--- PAGE ---
Origins of the Narrative Pyramid
A short story of how the S.N.A.P. method gave birth to the Narrative Pyramid.
Clear and Consistent explores Narrative Clarity for Tech Companies.
Learn the four-step method that can help you to come up with your own framework.
Origins of the Narrative Pyramid
By Art Lapinsch
After the last piece, one of the readers sent me the following question:
I got the feeling that the Narrative Pyramid was a tool you developed, but I'm not sure it is.
If this is your creation, I'd love to know more about how it came to be.
After thinking about it, this might be the answer 👇
🔍 Survey: Uncover the basics.
📝 Note: Document the knowledge.
✍️ Apply: Test it in the real world.
💎 Polish: Adapt it as needed.
I call it the S.N.A.P. method 🤌
🔍 Survey: Uncover the Basics.
I have been obsessed with marketing for a long time.
Collecting Ideas
It started in 2008 - my first year of college - and I would consume everything slightly related.
Notable books:
Back of the Napkin (Dan Roam): A primer on visual problem solving. I referenced the book in the essay “Explain it on a Napkin”.
Business Model Canvas (Alex Osterwalder): A framework to create, share, and iterate your company’s business model. As far back as 2010, I was giving workshops on how to apply it in the start-up context.
Resonate (Nancy Duarte): How to craft compelling storylines for presentations. The same consultancy crafted Al Gore’s “An Inconvenient Truth” presentation.
The Advertising Concept Book (Pete Barry): A book proving that the creative idea - the “concept” - is more important than its execution. A true work of art and a tremendously useful resource.
Made to Stick (Chip & Dan Heath): The S.U.C.C.E.S. framework with which you can craft remarkable and memorable stories. I have discussed it in this blog post.
Notable websites:
ffffound: Pinterest for creatives before Pinterest existed. R.I.P.
---
__SHORT TASK A__
Name every book title listed under "Notable books" in the essay on the origins of the Narrative Pyramid.
__SHORT TASK B__
From the essay on the origins of the Narrative Pyramid, extract the passage that begins at the words "If this is your" and ends after the words "everything slightly related.".
The entries that come next aren't needed for anything here.
--- DATASET ROWS ---
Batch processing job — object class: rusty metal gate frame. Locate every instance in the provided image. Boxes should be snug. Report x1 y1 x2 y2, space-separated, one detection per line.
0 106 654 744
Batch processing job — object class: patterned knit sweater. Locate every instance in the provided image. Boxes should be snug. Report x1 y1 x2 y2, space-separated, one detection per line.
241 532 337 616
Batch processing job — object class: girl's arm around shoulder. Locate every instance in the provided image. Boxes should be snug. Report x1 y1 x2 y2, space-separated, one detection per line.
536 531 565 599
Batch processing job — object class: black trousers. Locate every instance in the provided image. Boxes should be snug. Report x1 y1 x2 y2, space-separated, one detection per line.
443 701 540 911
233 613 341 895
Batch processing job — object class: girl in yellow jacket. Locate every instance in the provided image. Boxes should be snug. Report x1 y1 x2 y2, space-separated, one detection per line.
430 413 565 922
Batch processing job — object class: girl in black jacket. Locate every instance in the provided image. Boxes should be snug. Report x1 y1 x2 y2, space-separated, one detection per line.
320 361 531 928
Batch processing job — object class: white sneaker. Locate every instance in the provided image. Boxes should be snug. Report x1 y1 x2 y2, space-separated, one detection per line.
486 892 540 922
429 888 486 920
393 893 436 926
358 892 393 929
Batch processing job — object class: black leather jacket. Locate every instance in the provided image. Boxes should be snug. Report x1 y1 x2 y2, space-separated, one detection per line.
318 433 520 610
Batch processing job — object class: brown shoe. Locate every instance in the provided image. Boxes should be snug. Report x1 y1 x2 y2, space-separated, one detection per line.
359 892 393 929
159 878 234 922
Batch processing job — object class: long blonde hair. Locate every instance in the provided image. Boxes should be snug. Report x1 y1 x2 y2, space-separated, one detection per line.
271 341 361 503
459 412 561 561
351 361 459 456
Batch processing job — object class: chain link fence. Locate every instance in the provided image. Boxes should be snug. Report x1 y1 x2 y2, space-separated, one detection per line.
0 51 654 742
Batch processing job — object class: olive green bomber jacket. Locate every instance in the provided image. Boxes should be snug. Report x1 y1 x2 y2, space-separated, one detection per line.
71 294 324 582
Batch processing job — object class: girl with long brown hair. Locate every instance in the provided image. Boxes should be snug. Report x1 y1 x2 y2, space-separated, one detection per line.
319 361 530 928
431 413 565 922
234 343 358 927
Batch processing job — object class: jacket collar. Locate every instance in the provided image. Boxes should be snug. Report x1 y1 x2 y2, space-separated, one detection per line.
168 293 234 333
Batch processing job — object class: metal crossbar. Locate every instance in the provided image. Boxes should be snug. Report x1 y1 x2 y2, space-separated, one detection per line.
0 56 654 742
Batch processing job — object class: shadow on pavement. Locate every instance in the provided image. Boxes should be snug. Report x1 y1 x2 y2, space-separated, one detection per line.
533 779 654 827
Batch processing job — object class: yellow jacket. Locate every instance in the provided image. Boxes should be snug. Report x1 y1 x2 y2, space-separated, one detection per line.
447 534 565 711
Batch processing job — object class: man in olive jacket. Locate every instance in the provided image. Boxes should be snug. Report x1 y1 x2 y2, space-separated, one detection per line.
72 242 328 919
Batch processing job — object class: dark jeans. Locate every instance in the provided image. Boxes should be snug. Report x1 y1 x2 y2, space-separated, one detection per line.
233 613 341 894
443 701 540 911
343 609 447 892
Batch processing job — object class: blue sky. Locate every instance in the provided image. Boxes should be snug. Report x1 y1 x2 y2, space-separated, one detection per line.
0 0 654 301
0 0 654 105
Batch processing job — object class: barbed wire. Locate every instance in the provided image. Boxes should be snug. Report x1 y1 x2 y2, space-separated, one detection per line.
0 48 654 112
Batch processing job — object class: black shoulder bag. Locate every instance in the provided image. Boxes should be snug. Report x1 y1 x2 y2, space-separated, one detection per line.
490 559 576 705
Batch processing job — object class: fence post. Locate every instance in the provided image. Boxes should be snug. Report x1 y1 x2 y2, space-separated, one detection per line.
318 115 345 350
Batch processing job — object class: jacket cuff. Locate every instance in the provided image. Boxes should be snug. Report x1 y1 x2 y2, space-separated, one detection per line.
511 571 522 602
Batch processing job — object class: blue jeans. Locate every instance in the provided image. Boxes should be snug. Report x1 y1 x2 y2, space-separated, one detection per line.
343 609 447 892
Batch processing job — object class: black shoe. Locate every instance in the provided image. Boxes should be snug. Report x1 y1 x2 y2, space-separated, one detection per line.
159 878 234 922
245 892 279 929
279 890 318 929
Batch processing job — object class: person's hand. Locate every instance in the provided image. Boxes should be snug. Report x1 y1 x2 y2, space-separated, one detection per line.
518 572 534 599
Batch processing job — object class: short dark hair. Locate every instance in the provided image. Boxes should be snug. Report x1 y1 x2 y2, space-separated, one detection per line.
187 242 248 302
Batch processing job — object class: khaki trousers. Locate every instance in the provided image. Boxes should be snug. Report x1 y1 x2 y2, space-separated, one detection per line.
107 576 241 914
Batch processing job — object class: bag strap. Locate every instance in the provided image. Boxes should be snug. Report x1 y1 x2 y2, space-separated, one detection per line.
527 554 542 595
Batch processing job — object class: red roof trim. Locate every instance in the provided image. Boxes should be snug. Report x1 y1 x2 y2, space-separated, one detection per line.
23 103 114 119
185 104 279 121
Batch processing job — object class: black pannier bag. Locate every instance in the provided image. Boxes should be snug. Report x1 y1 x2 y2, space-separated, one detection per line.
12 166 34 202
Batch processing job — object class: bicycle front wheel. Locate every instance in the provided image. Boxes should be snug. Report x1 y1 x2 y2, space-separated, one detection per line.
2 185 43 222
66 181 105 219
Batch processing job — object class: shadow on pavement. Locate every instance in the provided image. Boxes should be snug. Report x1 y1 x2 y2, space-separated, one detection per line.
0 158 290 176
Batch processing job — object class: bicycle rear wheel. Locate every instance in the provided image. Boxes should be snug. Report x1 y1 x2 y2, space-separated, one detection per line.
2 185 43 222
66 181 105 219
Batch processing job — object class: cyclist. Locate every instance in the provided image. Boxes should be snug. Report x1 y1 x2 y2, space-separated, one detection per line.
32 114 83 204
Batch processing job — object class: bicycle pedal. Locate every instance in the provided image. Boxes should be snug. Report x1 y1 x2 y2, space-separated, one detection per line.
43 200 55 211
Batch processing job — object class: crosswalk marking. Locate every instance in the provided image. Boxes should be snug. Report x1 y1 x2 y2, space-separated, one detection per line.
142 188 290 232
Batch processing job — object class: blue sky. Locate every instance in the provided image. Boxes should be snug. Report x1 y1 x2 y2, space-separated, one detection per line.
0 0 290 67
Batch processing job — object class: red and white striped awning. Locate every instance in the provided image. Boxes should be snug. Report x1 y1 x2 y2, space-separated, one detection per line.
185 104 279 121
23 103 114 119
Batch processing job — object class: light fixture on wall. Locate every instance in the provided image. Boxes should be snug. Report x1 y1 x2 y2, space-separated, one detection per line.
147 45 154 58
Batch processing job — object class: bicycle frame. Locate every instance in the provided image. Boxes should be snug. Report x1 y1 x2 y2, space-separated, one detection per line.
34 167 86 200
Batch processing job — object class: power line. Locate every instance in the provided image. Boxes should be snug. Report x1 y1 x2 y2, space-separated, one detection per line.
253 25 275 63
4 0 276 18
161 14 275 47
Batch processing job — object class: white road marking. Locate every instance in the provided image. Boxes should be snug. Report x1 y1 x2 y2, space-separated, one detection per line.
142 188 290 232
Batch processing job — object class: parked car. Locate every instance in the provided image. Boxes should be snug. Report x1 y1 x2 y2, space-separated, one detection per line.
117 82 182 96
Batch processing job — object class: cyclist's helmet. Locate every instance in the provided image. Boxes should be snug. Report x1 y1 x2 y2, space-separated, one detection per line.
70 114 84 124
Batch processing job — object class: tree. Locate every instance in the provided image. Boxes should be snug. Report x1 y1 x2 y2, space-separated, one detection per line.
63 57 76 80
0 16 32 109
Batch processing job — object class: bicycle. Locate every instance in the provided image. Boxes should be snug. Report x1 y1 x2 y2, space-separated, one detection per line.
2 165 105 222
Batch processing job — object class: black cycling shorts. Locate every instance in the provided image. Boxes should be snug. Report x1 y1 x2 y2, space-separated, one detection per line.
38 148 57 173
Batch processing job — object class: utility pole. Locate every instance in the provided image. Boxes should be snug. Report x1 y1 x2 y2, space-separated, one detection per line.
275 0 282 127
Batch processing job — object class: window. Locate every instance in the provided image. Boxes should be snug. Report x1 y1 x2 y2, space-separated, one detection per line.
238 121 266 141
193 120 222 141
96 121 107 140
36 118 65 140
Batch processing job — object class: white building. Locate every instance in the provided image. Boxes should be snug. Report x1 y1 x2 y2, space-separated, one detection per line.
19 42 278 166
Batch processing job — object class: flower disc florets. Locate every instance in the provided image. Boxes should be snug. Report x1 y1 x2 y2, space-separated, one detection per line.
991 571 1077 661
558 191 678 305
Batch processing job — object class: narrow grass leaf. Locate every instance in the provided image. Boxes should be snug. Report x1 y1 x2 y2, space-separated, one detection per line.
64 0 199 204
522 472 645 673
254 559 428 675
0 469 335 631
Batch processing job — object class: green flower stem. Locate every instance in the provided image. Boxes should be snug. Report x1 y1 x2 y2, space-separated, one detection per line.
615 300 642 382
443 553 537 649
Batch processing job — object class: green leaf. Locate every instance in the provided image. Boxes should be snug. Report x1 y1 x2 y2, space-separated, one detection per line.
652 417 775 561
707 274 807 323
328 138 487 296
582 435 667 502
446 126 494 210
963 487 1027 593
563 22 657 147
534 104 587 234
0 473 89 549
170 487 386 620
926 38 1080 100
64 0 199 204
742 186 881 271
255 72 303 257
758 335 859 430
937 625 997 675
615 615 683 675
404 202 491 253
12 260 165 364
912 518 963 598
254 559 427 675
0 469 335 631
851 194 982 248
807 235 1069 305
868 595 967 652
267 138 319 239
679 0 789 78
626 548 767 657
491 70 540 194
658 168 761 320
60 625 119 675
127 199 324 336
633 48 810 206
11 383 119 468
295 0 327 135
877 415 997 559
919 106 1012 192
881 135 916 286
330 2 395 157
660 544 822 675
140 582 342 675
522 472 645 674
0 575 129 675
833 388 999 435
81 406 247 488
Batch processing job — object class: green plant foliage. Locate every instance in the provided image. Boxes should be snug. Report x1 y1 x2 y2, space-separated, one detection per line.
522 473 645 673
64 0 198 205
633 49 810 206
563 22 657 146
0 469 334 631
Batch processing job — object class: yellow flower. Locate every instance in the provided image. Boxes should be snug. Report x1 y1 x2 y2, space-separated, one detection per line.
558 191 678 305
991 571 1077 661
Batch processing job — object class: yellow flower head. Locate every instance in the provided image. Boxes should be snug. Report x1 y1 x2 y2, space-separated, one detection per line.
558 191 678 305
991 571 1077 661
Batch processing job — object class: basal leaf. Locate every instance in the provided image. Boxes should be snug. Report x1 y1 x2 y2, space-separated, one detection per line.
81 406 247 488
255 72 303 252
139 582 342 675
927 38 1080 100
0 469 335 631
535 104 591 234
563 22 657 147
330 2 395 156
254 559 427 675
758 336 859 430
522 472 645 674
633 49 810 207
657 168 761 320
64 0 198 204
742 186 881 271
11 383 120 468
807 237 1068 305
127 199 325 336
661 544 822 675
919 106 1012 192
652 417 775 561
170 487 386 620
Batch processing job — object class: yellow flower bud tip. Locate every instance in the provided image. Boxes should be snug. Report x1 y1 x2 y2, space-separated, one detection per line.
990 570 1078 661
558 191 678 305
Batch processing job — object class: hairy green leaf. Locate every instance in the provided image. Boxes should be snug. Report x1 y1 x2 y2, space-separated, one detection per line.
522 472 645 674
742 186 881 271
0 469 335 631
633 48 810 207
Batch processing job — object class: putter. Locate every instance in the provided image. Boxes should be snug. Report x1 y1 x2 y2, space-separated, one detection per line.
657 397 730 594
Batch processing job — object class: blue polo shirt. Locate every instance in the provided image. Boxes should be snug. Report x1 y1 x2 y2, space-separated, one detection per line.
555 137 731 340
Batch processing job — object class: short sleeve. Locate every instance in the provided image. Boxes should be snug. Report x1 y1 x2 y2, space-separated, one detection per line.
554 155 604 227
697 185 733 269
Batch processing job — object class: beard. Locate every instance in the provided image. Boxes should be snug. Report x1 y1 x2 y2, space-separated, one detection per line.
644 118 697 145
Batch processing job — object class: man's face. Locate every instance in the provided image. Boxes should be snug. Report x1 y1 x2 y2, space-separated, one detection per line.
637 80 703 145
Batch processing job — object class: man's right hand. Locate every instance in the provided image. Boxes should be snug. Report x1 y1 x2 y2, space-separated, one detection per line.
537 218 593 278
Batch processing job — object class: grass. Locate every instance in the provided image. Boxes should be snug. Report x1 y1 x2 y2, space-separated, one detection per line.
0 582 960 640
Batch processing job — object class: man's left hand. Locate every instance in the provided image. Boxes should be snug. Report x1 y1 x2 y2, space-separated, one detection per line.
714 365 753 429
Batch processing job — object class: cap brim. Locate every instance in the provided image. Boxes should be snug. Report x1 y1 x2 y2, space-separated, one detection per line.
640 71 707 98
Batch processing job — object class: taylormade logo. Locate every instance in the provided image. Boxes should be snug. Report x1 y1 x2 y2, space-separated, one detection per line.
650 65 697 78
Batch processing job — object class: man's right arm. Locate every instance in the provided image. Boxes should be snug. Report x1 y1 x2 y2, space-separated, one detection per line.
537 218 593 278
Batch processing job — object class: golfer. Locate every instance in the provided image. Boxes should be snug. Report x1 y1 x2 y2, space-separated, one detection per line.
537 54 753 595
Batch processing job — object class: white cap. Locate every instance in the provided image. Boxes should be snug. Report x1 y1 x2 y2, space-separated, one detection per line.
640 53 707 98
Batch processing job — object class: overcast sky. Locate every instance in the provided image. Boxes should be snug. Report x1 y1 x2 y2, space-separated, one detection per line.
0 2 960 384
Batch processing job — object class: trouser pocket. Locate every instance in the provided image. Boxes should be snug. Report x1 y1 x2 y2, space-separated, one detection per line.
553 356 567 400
---
__PROBLEM SOLUTION A__
Back of the Napkin
Business Model Canvas
Resonate
The Advertising Concept Book
Made to Stick

__PROBLEM SOLUTION B__
If this is your creation, I'd love to know more about how it came to be.
After thinking about it, this might be the answer 👇
🔍 Survey: Uncover the basics.
📝 Note: Document the knowledge.
✍️ Apply: Test it in the real world.
💎 Polish: Adapt it as needed.
I call it the S.N.A.P. method 🤌
🔍 Survey: Uncover the Basics.
I have been obsessed with marketing for a long time.
Collecting Ideas
It started in 2008 - my first year of college - and I would consume everything slightly related.